Problem to work on ::
In the copy of these records, include no pictures and change nothing else.

※ ※ ※

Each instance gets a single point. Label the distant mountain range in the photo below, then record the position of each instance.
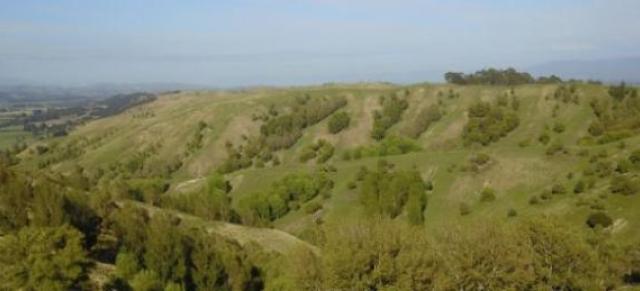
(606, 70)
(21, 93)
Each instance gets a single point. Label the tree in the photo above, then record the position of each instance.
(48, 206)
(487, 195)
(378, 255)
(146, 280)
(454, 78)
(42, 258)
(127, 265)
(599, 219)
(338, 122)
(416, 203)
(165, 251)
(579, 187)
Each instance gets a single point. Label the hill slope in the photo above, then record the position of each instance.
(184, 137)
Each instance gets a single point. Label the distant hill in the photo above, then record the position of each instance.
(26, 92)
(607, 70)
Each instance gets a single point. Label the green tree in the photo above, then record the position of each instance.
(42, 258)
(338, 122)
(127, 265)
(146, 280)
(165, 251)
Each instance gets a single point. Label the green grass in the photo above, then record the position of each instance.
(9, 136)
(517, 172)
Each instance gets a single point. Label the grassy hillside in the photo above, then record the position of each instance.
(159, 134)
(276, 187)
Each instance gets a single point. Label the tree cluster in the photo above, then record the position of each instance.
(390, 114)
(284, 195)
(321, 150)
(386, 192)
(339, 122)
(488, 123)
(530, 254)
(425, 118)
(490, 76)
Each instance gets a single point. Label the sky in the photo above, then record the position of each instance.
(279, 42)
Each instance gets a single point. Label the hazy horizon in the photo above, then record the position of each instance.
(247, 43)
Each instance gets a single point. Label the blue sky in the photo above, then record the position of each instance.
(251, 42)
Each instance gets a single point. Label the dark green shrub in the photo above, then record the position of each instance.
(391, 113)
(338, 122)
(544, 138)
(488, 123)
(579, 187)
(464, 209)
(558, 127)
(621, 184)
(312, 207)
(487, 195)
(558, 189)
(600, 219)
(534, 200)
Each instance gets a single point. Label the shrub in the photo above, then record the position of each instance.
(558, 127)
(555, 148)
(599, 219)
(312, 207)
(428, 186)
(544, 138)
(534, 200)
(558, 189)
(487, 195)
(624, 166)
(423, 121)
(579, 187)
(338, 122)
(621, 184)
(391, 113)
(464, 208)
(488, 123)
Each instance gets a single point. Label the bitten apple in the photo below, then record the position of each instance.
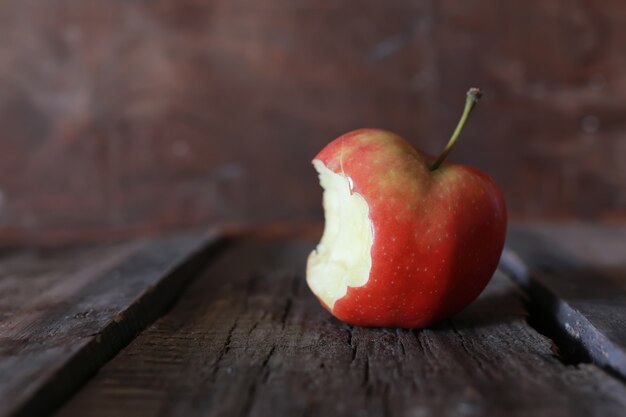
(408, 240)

※ ※ ※

Task solution ::
Each instance gets a single point. Label the distant mountain range in the photo below, then record the position of each instance.
(606, 70)
(21, 93)
Each instance gets a single point. Label the tree in the photo above, then record the position of each instance.
(48, 206)
(487, 195)
(378, 255)
(146, 280)
(454, 78)
(42, 258)
(127, 265)
(599, 219)
(338, 122)
(416, 203)
(165, 251)
(579, 187)
Each instance gets a single point. Label the hill slope in the photo above, then record the position of each instance.
(184, 137)
Each instance gets a single point. Label the distant hill in the photo above, then record the position of each instance.
(26, 92)
(607, 70)
Each instance gets a single point. Label the green tree in the photo above, then record the position of each instance.
(42, 258)
(338, 122)
(127, 265)
(146, 280)
(165, 251)
Each instance gets a single point. Label the green grass in the photo above, then record the position of each instance.
(9, 136)
(517, 172)
Each instance gets a single point. Label the grassy hillside in the photo above, then record the position of each instance.
(159, 134)
(276, 187)
Each instance gets a single point. Label the tree cluster in the photo above, then record the position of each instance.
(390, 114)
(284, 195)
(321, 150)
(386, 192)
(339, 122)
(488, 123)
(530, 254)
(425, 118)
(490, 76)
Each instance gets a single point. Label the sky in the photo above, then record the position of each instance.
(279, 42)
Each instance gets a single point. Label the hazy horizon in the photo above, then record the position of each instance.
(247, 43)
Each instance gets a single point. Label the blue sky in the photo above, then record the position of each instance.
(251, 42)
Each instance gets a single point. Label the dark green shrub in the photo above, then record the position of each instance.
(391, 113)
(338, 122)
(544, 138)
(488, 123)
(579, 187)
(464, 209)
(558, 127)
(621, 184)
(312, 207)
(487, 195)
(558, 189)
(600, 219)
(534, 200)
Each instance gets a single point. Label the shrub in the photo above, then record the position of each instance.
(558, 127)
(555, 148)
(599, 219)
(312, 207)
(428, 186)
(544, 138)
(534, 200)
(558, 189)
(487, 195)
(624, 166)
(423, 121)
(579, 187)
(338, 122)
(621, 184)
(391, 113)
(464, 208)
(488, 123)
Each instance gets a single point. Label the bitten apple in the photo below, then record the position of each instance.
(408, 240)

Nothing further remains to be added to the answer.